* [Set exercise]
Locate each line of the data that contains the string "blue" and copy those lines. Treat uppercase and lowercase letters as distinct.

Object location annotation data
###
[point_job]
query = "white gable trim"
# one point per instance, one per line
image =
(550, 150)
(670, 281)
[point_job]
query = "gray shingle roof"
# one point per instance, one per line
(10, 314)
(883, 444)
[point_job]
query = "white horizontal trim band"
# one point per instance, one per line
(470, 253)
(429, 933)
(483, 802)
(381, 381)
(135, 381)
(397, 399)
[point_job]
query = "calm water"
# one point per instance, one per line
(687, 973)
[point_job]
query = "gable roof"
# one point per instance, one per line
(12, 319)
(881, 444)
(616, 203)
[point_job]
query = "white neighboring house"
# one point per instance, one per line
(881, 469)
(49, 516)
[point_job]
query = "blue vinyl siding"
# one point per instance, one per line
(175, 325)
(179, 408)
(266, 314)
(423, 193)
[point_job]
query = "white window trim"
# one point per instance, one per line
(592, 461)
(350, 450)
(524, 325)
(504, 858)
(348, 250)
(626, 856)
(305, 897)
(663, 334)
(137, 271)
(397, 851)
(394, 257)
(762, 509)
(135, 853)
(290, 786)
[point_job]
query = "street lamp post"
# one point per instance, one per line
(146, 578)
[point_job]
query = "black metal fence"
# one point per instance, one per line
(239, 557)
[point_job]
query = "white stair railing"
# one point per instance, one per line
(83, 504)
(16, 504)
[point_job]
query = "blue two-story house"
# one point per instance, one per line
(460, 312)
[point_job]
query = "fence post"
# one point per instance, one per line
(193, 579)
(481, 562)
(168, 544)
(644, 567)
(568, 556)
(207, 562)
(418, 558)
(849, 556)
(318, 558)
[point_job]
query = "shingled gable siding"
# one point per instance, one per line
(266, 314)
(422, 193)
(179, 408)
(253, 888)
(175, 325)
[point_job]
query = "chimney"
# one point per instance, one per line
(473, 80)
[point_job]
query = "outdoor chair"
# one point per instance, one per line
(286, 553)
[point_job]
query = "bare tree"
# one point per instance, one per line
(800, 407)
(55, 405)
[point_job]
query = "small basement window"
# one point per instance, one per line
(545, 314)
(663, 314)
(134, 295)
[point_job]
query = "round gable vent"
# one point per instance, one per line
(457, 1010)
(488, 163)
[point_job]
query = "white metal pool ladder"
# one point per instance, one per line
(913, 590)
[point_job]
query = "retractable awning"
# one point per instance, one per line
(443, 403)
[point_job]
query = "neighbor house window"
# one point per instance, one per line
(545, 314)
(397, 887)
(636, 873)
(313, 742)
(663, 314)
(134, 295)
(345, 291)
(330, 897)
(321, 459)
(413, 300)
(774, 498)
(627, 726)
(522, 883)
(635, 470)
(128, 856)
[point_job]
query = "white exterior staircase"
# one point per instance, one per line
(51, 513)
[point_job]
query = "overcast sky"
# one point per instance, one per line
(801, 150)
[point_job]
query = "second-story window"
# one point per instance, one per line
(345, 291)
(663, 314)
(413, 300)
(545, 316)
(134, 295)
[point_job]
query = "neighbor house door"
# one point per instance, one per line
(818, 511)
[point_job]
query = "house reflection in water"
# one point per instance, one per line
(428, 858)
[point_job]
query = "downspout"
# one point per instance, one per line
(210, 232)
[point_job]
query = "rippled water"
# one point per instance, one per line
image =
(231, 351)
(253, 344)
###
* [Task answer]
query = "blue vinyl siding"
query = "blue two-story house"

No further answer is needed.